**WHAT IS NEEDED**
Please copy every one of the records below word for word, leaving the pictures out of your answer.

**DATA IN THIS EXERCISE**
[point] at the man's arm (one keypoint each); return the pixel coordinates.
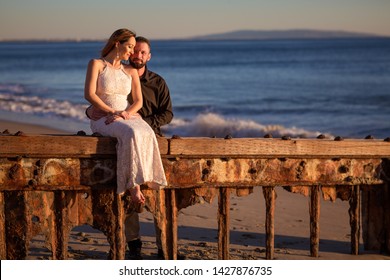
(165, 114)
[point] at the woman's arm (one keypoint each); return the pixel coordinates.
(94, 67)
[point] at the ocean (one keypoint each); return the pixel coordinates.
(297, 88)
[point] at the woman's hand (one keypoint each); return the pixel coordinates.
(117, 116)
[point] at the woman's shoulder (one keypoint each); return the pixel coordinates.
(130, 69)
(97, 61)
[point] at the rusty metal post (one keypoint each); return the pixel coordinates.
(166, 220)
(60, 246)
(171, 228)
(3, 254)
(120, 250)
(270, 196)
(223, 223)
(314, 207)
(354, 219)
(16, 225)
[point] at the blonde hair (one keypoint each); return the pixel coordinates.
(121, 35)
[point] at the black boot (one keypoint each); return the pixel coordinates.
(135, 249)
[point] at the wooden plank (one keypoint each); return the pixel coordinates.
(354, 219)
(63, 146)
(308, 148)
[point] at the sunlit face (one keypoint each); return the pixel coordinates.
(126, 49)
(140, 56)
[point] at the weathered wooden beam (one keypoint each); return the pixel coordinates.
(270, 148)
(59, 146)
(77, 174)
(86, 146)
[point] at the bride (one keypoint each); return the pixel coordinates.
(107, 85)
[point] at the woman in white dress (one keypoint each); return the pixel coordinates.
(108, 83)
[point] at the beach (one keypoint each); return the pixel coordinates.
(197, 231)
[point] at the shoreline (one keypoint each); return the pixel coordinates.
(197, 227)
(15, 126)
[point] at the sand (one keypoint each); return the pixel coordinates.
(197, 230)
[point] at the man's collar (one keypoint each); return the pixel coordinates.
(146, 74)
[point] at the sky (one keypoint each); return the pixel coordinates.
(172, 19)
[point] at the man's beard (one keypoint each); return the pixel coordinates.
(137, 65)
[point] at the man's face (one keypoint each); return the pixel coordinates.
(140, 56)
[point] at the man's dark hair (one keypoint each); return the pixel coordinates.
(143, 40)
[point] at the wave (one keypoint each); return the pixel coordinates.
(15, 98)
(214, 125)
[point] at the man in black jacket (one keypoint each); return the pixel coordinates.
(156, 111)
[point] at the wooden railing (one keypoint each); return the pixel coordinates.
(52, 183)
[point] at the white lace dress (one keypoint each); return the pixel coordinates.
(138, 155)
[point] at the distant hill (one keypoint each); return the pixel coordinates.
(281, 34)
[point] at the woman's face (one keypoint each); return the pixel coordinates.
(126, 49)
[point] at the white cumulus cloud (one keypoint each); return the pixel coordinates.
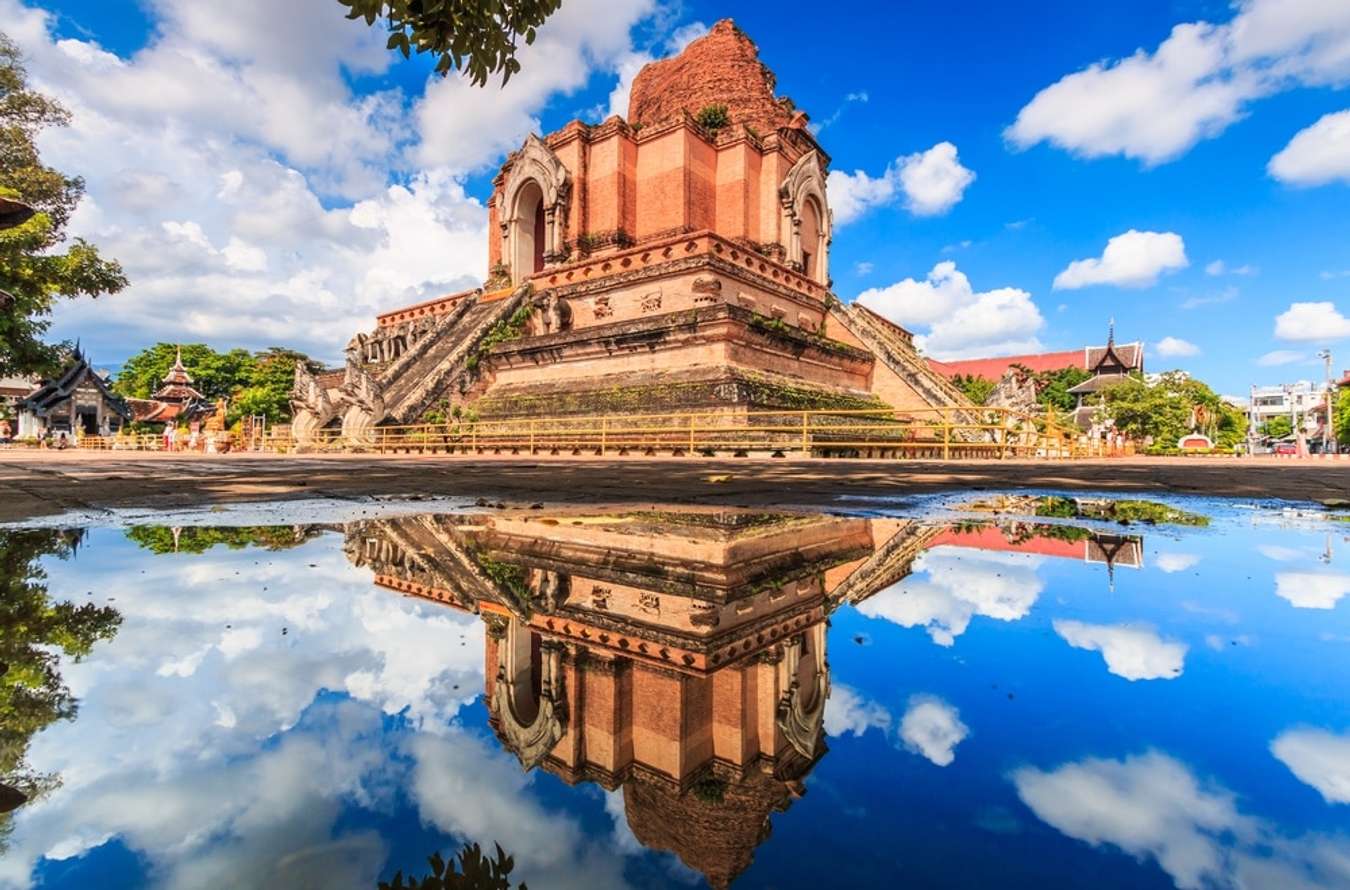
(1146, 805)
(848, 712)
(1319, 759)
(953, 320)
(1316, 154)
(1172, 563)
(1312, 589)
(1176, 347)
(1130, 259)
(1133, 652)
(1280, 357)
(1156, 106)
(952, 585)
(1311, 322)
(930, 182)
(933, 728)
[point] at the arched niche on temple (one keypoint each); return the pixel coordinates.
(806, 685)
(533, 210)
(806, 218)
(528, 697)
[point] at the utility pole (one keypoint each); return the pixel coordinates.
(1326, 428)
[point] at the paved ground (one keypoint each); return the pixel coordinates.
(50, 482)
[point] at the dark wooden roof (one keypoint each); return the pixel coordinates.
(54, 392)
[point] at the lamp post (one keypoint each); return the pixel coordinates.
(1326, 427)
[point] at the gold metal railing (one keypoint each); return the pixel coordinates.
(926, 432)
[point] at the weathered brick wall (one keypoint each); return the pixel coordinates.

**EXERCISE ANSWER**
[point] at the man's arm (one keypoint each); return the pixel coordinates.
(165, 114)
[point] at the woman's arm (one keypoint each); return the pixel coordinates.
(94, 67)
[point] at the ocean (one keypoint each); return the pixel coordinates.
(297, 88)
[point] at the woman's hand (one keypoint each); return the pixel coordinates.
(117, 116)
[point] at the woman's shoulder (one keypoint each); return the pixel coordinates.
(130, 69)
(97, 61)
[point] at the rusty metal post (one keypoint each); return the pixel coordinates.
(166, 220)
(60, 246)
(171, 228)
(3, 254)
(120, 250)
(270, 196)
(223, 223)
(314, 207)
(354, 219)
(16, 225)
[point] at the blonde hair (one keypoint each); return the pixel coordinates.
(121, 35)
[point] at the black boot (one keypoint each); return the pixel coordinates.
(135, 249)
[point] at the wooden plank (one keypoint each); return the pixel coordinates.
(354, 219)
(63, 146)
(308, 148)
[point] at the sunlit face (one keypoint each); return the pixel coordinates.
(126, 49)
(140, 56)
[point] at the weathered wooden beam (one keypoint each); return the pixel coordinates.
(270, 148)
(59, 146)
(77, 174)
(86, 146)
[point] at the bride (one keypoint each); return the pixel coordinates.
(107, 85)
[point] at the woman in white dress (one keypoint each); return the pixel coordinates.
(108, 83)
[point] at the beach (one keypoint each); return the pixel coordinates.
(197, 231)
[point] at the shoreline (one keypoint each); return the pixel coordinates.
(197, 227)
(15, 126)
[point] at the sand (one keypoint each); return the pixel coordinates.
(197, 230)
[point] at the man's collar (one keypoint each); return the pixel coordinates.
(146, 74)
[point] at the sky (one keypoint each); return the pixel coordinates.
(172, 19)
[point] at the man's beard (one keypoint each); return the pixel coordinates.
(137, 65)
[point] at the man's face (one keypoint each); return the pixel coordinates.
(140, 56)
[point] at the man's dark hair (one keypoint each); return the pixel coordinates.
(143, 40)
[point] at the wave (one keypoint each); return the pixel coordinates.
(15, 98)
(214, 125)
[point] at the man in black jacket (one keypoint each); return the pixel coordinates.
(156, 111)
[point] at the wooden railing (one keypoint each); return the pixel coordinates.
(52, 183)
[point] at the white lace dress (one keypoint each); return the pixel coordinates.
(138, 155)
[point] at the distant hill (one keypoint each); return the pixel coordinates.
(281, 34)
[point] at the woman's face (one keypoint each); return the pixel coordinates.
(126, 49)
[point] at the white cumulus cloud (one keypoint each); return the pixel coordinates.
(1146, 805)
(848, 712)
(1319, 759)
(953, 320)
(1316, 154)
(1172, 563)
(1312, 589)
(1176, 347)
(1130, 259)
(1133, 652)
(1280, 357)
(1156, 106)
(952, 585)
(1311, 322)
(930, 182)
(933, 728)
[point] at the arched niche on temple (one keypoint each); return the pixel coordinates.
(806, 685)
(533, 210)
(806, 218)
(528, 697)
[point] at the utility pole (one keypoint each); return the pixel coordinates.
(1326, 428)
[point] at the paved ground (one keypoint each); return the pixel coordinates.
(50, 482)
[point] at the dark wooden roof (one keypoint each); return the pixel coordinates.
(54, 392)
[point] at the lamp post (one keypoint each); return the pixel coordinates.
(1326, 427)
[point] at the gold metal railing (one keypoint each); return the pixel coordinates.
(926, 432)
[point] at the weathered brick wall (one keypoint each); return the pixel coordinates.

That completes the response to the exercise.